What is needed: Find "[seg] metal fence" in the records that follow; print that line and each subsequent line through the last one, verbatim and with nothing added.

## START Record extracts

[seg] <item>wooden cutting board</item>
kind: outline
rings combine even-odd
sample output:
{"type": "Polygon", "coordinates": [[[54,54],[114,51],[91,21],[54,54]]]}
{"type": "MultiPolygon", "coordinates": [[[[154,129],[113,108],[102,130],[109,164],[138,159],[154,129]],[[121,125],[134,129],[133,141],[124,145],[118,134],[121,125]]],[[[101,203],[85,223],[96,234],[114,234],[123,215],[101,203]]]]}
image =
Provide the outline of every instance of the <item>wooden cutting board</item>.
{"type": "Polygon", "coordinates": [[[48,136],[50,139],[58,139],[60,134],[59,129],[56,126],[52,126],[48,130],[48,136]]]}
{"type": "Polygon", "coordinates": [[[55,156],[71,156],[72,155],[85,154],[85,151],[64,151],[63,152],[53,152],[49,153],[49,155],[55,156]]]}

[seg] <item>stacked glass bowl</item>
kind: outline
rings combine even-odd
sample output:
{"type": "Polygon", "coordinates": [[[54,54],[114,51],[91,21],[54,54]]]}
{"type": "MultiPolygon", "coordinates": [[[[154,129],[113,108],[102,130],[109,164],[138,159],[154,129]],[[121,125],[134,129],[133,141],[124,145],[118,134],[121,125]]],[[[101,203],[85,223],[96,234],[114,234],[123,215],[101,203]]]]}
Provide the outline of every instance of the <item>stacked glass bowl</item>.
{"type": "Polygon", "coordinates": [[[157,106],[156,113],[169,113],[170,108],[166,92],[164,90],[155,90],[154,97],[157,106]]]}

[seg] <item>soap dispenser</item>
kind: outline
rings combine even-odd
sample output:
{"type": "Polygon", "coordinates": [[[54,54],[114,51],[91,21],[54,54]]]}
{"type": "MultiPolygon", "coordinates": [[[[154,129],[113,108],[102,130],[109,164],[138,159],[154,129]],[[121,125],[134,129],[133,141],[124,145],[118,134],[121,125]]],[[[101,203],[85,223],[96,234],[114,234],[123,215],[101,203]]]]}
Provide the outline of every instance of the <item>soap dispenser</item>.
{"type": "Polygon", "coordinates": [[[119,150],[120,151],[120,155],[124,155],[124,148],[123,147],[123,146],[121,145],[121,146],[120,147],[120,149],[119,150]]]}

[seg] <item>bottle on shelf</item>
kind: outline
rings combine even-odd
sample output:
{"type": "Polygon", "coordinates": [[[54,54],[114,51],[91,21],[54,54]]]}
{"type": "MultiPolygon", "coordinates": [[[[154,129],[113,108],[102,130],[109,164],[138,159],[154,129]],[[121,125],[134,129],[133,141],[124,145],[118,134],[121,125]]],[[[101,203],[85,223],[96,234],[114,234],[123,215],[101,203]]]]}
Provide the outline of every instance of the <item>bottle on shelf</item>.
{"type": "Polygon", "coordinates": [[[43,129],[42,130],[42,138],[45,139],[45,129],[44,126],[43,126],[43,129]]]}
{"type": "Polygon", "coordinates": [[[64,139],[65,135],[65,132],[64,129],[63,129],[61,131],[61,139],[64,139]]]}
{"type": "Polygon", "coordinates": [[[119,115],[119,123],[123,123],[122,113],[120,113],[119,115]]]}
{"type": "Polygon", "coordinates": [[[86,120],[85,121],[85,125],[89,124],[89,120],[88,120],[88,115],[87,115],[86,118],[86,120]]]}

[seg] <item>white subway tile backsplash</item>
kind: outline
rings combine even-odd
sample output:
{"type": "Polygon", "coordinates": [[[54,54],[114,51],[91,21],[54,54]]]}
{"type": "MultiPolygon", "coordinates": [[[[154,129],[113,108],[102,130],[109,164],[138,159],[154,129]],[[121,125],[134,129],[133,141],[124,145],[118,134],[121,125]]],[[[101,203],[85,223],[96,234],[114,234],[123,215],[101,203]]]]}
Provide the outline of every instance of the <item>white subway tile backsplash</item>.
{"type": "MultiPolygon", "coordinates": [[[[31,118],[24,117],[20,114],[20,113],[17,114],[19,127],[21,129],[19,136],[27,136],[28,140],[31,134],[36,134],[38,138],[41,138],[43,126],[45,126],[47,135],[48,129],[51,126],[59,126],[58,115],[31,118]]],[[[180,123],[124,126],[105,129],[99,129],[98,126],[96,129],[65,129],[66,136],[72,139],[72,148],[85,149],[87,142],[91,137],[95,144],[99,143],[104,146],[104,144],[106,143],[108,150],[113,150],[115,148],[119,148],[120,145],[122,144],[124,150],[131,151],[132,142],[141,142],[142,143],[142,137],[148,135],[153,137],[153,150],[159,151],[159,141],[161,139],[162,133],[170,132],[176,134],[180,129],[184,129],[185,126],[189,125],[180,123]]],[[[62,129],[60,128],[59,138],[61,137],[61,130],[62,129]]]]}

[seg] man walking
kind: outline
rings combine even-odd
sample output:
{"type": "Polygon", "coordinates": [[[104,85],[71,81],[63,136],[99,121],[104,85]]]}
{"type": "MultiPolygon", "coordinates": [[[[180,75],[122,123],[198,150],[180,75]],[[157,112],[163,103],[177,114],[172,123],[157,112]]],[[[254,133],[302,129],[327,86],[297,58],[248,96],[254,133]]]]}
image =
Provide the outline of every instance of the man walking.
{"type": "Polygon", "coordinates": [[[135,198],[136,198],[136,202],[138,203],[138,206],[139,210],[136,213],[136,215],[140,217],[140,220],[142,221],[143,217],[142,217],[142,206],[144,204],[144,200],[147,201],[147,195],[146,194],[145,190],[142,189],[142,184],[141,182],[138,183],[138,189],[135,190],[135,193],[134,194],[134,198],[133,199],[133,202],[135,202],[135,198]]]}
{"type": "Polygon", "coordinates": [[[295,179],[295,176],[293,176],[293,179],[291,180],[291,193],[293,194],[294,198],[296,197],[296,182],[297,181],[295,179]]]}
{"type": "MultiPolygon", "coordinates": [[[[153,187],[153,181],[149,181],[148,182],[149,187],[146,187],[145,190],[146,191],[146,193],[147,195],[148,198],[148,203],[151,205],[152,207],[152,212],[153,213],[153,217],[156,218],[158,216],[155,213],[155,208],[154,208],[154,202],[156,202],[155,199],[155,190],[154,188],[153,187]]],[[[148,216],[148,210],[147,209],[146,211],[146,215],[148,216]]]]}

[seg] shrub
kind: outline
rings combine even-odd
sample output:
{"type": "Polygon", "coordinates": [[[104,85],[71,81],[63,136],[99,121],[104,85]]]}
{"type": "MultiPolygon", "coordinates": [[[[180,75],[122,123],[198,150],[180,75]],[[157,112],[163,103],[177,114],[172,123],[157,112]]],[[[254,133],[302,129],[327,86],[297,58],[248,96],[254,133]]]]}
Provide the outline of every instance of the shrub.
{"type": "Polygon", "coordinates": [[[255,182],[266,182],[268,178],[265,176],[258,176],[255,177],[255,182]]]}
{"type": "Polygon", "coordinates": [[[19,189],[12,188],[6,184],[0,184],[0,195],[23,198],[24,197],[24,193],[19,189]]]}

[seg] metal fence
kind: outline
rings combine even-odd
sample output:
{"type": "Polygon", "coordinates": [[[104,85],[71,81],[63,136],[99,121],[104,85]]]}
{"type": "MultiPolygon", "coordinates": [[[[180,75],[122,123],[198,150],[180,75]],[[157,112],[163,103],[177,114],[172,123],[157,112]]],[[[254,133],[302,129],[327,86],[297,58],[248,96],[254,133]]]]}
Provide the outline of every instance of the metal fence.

## END Record extracts

Task solution:
[seg] metal fence
kind: outline
rings combine even-odd
sample output:
{"type": "Polygon", "coordinates": [[[104,85],[71,81],[63,136],[99,121],[104,85]]]}
{"type": "MultiPolygon", "coordinates": [[[[180,75],[122,123],[198,150],[180,75]],[[157,112],[163,103],[177,114],[172,123],[157,112]]],[[[254,133],[302,129],[327,86],[297,58],[248,96],[254,133]]]]}
Provide the outline of every instance of the metal fence.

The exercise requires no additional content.